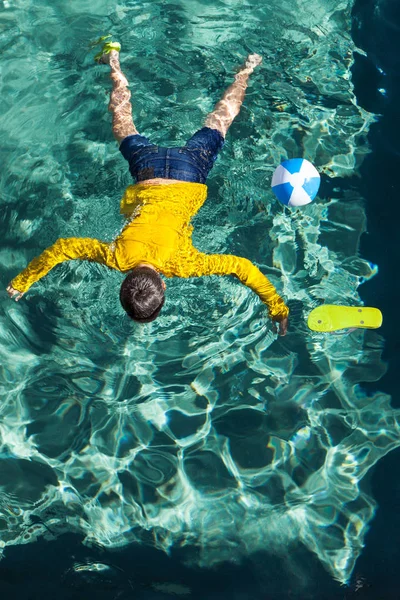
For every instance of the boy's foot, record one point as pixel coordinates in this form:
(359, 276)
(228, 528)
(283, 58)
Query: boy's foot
(252, 61)
(109, 48)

#### Exercise
Rewrite the item above, substituting "child's foot" for each "boy's foot" and keeping every other line unchanged. Omit the picture.

#### Output of the exercise
For every instance of the child's foot, record one point as pixel coordinates in this form:
(359, 276)
(228, 528)
(283, 58)
Query: child's foot
(252, 61)
(109, 48)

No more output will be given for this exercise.